# Фрагмент документа:
....

Среди последователей Руми вопреки всем мусульманским традициям были женщины. Это и понятно, ведь проповедь любви, культ человеческого сердца не могли не найти отклика среди женщин. Однако позднейшие хронисты в благочестивом усердии не осмелились назвать их имена, но прозвища некоторых из них до нас дошли. Это арфистка и певица, разбогатевшая от даров своих поклонников и прозванная за красоту Тавус («Павлин»), которая отпустила на волю своих служанок-рабынь и стали последовательницей поэта. Это присутствовавшая как равная среди равных на собраниях друзей Джалалиддина Фахрунниса («Гордость женщин»). Одна из учениц поэта стала даже настоятельницей дервишекой обители в городе Токате. А жена вельможи Аминаддина Микаэла собирала по вечерам женщин, которые, к ужасу правоверных улемов, плясали, пели, слушали стихи поэта, осыпали его розами и обрызгивали розовой водой. Среди этих женщин была и царевна Гумедж-хатун, дочь султана Гияседдина и грузинской царицы Тамары, ставшая впоследствии женой великого визиря Перване и прозванная Гюрджю («Грузинка»).

О женщине Руми говорил так:
«Женщина не только любимая. Не только создание, но и творец. Много ли людей в состоянии понять творца? Много ли мужчин понимает женщину? Привыкших к темноте свет Солнца ослепляет. Не оттого ли факихи , зарывшись, как черви, в свои книги, велят закрывать лицо женщинам, запирать их в гаремах, не внимать их речам и даже имени их не высекать на камне надгробном, что им, привыкшим к тьме ученого невежества, непереносим ослепительный свет женского сердца? Ссылаются при этом на стих Корана: «Мужья стоят над женами». Но повторять чужие слова – не значит понимать их смысл. Во времена пророка Мухаммада женщины не закрывали лица, и сколько их прославилось делом и словом! Мужами не родятся, ими становятся. В мужестве и зрелости множество женщин выше мужчин».

Взгляды Руми никак не укладывались в мозгу «традиционных» богословов, кадиев и факифов, которые все это слышали и лицезрели, но которые никогда не осмеливались открыто противостоять самому Моулана (Моулана (букв.) – «Наш господин», титул высоких духовных особ, который впоследствии, благодаря тому, что так его именовали люди, стал псевдонимом поэта. Поэтому ныне, когда говорят «Моулана», имеют в виду Джалалиддина Руми. ).

....

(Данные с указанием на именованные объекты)

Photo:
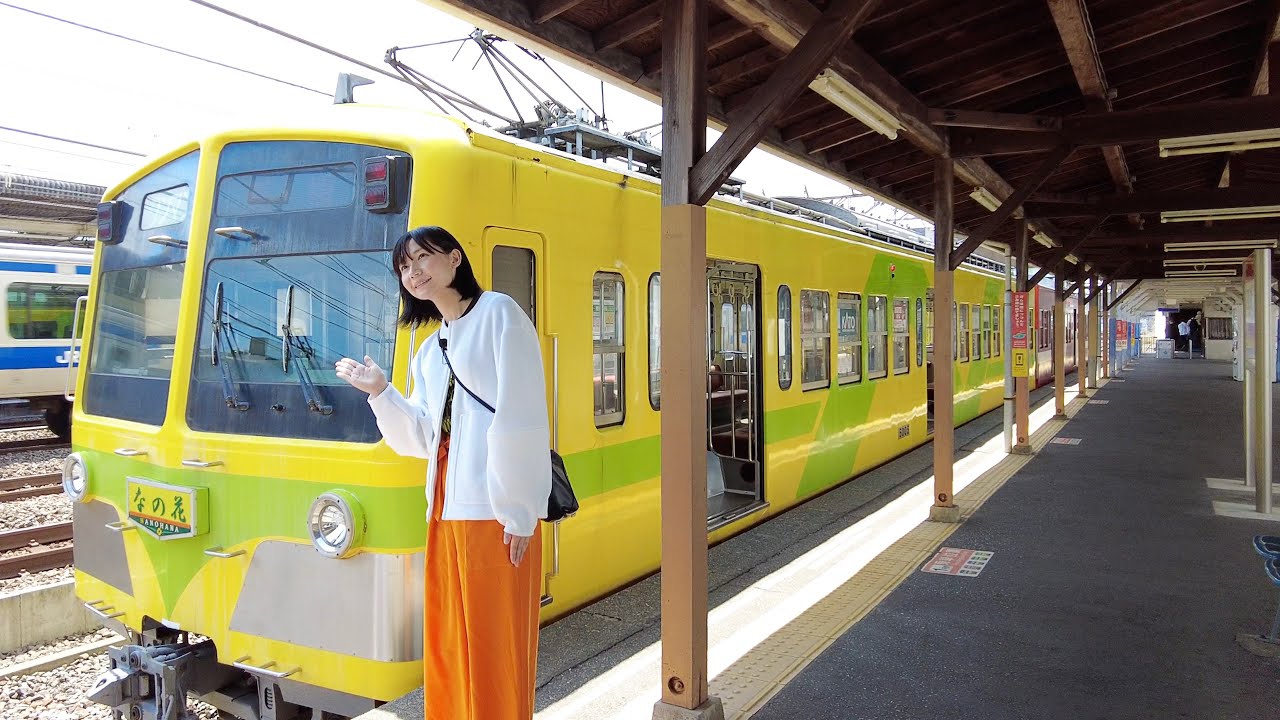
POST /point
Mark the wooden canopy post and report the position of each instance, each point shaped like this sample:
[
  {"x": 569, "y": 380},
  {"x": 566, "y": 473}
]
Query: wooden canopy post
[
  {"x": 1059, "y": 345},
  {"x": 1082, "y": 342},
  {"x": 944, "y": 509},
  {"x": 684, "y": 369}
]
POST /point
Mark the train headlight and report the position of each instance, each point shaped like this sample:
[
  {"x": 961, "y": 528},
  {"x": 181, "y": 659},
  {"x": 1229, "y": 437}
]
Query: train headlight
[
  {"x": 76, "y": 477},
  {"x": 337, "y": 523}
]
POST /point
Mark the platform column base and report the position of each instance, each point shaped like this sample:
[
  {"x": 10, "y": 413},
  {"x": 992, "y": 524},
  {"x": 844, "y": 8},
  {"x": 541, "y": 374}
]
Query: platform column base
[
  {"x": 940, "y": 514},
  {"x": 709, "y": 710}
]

....

# Задача:
Воспроизведите без изменений отрывок из текста о Руми и женщинах от «Взгляды Руми никак» до «Джалалиддина Руми. ).». Эти данные здесь не используются.

# Ответ:
Взгляды Руми никак не укладывались в мозгу «традиционных» богословов, кадиев и факифов, которые все это слышали и лицезрели, но которые никогда не осмеливались открыто противостоять самому Моулана (Моулана (букв.) – «Наш господин», титул высоких духовных особ, который впоследствии, благодаря тому, что так его именовали люди, стал псевдонимом поэта. Поэтому ныне, когда говорят «Моулана», имеют в виду Джалалиддина Руми. ).